* Position annotation entries
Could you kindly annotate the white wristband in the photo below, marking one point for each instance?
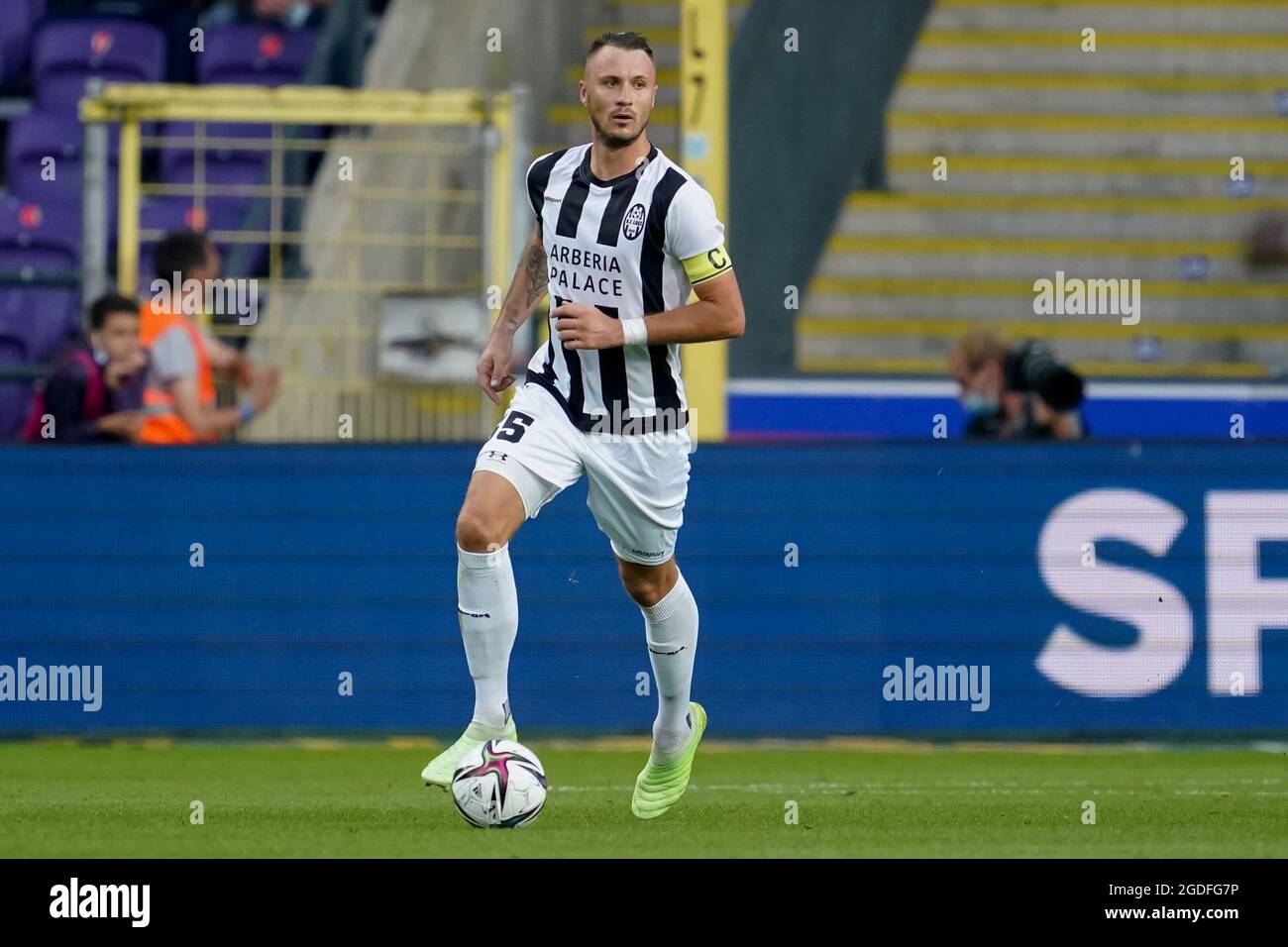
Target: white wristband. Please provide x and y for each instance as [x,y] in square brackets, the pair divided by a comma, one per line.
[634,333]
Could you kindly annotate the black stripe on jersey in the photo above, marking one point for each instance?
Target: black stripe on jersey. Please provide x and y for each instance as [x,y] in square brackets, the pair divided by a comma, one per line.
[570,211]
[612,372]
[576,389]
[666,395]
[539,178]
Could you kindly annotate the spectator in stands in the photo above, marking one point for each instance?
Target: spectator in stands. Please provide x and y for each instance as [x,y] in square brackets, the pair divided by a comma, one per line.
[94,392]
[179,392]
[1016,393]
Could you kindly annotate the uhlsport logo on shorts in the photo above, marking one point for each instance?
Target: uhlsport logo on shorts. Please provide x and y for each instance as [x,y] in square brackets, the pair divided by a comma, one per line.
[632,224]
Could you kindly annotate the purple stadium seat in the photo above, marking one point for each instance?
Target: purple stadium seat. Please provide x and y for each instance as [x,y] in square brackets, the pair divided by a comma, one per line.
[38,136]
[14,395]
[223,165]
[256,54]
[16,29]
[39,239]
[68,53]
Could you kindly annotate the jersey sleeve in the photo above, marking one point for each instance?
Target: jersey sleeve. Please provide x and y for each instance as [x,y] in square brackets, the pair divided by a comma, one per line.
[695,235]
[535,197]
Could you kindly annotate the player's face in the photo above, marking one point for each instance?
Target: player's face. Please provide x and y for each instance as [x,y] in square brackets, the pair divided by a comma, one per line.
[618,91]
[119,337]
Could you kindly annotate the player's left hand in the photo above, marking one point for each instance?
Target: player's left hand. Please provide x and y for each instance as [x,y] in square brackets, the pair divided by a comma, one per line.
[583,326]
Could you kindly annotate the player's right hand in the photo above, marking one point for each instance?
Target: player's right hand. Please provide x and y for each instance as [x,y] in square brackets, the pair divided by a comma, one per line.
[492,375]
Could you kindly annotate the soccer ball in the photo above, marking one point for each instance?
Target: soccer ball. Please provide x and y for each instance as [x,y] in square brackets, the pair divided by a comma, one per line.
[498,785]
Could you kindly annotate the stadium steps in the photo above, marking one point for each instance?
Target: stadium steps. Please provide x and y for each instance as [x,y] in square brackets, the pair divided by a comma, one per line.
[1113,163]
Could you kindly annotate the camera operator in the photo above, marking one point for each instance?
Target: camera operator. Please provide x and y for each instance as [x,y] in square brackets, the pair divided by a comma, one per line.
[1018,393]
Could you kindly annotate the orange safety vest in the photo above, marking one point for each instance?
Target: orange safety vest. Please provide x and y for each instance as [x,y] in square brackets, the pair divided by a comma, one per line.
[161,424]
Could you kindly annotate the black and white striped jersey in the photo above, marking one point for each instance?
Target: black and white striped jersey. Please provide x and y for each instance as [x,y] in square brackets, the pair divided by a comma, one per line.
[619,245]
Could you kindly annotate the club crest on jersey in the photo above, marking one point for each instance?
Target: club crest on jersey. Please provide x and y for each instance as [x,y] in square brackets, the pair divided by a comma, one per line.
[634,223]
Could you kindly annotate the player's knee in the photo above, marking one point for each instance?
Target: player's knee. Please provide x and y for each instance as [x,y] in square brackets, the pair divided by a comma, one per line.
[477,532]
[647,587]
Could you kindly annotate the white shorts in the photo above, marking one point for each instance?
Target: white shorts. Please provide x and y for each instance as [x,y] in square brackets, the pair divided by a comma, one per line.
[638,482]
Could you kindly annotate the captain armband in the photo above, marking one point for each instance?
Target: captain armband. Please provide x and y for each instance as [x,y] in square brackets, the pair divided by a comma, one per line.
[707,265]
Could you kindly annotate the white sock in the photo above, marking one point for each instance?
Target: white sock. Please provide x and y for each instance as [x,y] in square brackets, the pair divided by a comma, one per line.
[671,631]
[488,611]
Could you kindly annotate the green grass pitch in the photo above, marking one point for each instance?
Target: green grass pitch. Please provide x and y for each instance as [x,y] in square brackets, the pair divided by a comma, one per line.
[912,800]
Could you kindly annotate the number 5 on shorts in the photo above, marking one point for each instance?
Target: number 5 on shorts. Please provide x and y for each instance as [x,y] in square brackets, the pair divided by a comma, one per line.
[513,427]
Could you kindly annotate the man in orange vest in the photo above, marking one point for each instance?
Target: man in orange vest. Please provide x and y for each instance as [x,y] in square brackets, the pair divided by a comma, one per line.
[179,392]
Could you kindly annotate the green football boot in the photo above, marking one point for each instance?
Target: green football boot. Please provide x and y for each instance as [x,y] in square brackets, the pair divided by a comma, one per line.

* Task goal
Turn the lines of the entries above into a numbered list, skipping any blank lines. Leave the pictures out of your answer.

* Completed exercise
1. Could you kindly annotate the white wristband in the photo below, marking one point for each instance?
2. Target: white wristband. Please provide x and y for each instance as [x,y] in square brackets, the pair divided by a comma, one per line.
3. [634,333]
4. Could you kindly annotate the black stripe on jersey in the photo above, marking one point for each instance?
5. Target: black stripe on jersey. Please provide x and y for each instance as [x,y] in square brackets, the pair divided by a comma, one per line.
6. [570,211]
7. [612,372]
8. [576,389]
9. [666,395]
10. [539,178]
11. Could you kindly annotate the spectator in stands in the photo above, marking one point for each instance?
12. Target: spectator in stands. Please provide x and y for each instance as [x,y] in square brackets, the pair divided by a comma, one per line.
13. [94,392]
14. [179,392]
15. [1016,393]
16. Could you kindly annotate the uhlsport logo on shorts in the photo above, marking one point for each instance?
17. Target: uhlsport logo on shorts. Please provide x and y for each instance as [x,y] in square brackets, the pair divided by a comma, one per line.
18. [632,224]
19. Could you kindly annotate the purple stadium seat in the photo above, marking one point for each instance?
20. Target: purple stadium seat. Please provide x and y for each instance as [x,y] in square brackets, the pair divided by a comma, one per line.
21. [38,136]
22. [14,395]
23. [223,165]
24. [256,54]
25. [16,29]
26. [39,239]
27. [68,53]
28. Could you kindly annotate the jersey sleeve in the photo above, marking one point for each instance?
29. Target: jersey sleeve. Please provide x and y for each instance as [x,y] in square brackets, the pair divided by a comma, one per line.
30. [695,235]
31. [535,197]
32. Could you kindly annotate the player's face in the photo above, marking one point for each instance?
33. Target: player's face. Please provide x and y for each instance as [x,y] in square brackets, the pair divided by a comma, one per line.
34. [618,91]
35. [119,337]
36. Could you kindly annotate the player's left hand in the photo above, marking one point for each instance?
37. Target: player's left hand. Please provide x and y for each instance as [x,y] in square brackets, the pair divided by a comma, one per line.
38. [583,326]
39. Could you kindly annotate the player's right hand in the photo above, marking one point for each instance?
40. Target: player's right hand. Please provide x and y for each instance as [x,y] in square brackets, the pair divided by a comma, one per line.
41. [492,375]
42. Could you kindly annotate the soccer ball in the photo above, marking one point for each instance?
43. Target: soccer ball. Please provide x and y for each instance as [x,y] in square brackets, the pair divided by a comma, one per line.
44. [498,785]
45. Could you kindly annotate the stadium steps in the photo above, marking one point for each instance?
46. Target: stadium steps. Please provide x and y for each instance as [x,y] in square brackets, the pair divided by a comma, one per line.
47. [1113,163]
48. Could you kindly annotate the camera operator in the photo above, marking one point for each instance?
49. Target: camera operator. Please provide x and y for each instance as [x,y] in square brackets, the pair divided by a comma, one per line.
50. [1018,393]
51. Could you kindly annotate the orange safety vest in the photo above, marking one point for each instance?
52. Target: orange safety vest. Please provide x and y for each instance as [x,y] in square brackets, the pair divided by a comma, one per line.
53. [161,424]
54. Could you kindly annotate the black and white striped jersey in the photo above, marking one point for each instance?
55. Target: black and white striped jersey. Please provide x and y for each instance as [x,y] in square brackets, the pair divided by a comma, one per line.
56. [619,245]
57. Could you kindly annotate the club crest on jersey in the photo above, marking one point for each instance?
58. Target: club crest on jersey. Please provide x and y for each instance as [x,y] in square brackets, the pair divided by a comma, one per line.
59. [634,223]
60. Could you kindly annotate the player's knee in the photo above, marking one point for each instance?
61. Target: player's knee. Please provide x and y for each instance as [x,y] in square brackets, the pair divided by a comma, one per line.
62. [477,532]
63. [647,587]
64. Could you kindly annotate the white shorts in the photo above, marking one point for each instance?
65. Target: white shorts. Please provide x and y for each instance as [x,y] in square brackets, the pair divided by a comma, one per line.
66. [638,482]
67. Could you kindly annotate the captain armband in the photo above, marking one point for each instance?
68. Target: captain armband. Please provide x and y for each instance as [x,y] in square brackets, the pair divided by a comma, one per line.
69. [707,265]
70. Could you kindly annotate the white sock in the photo above, marking one point for each instance?
71. Target: white sock. Please provide x and y for each instance as [x,y] in square brackets, the pair divided by a comma, one per line.
72. [671,631]
73. [488,611]
74. Could you kindly annotate the green grass pitch in the photo above, marking one point for each instance?
75. Target: green grass pitch. Please provide x and y for each instance as [x,y] in square brackets, the pair divided by a comma, one per line.
76. [912,800]
77. Could you kindly annotate the number 5 on shorts in the photo above, marking one point for each instance?
78. Target: number 5 on shorts. Please provide x and y for each instance as [x,y] in square brackets, the pair divided by a comma, one per line.
79. [513,427]
80. Could you kindly annotate the man in orange vest in the photo above, marking one point for each instance?
81. Target: man in orange vest. Please provide x and y for each instance as [x,y] in square brackets, the pair divided by a comma, one per line.
82. [179,392]
83. Could you kindly annotate the green football boot in the photo above, marking one point for each instance?
84. Target: green football boot. Please provide x and y for each instance as [x,y] in square brackets, the pair divided by a comma, one per line.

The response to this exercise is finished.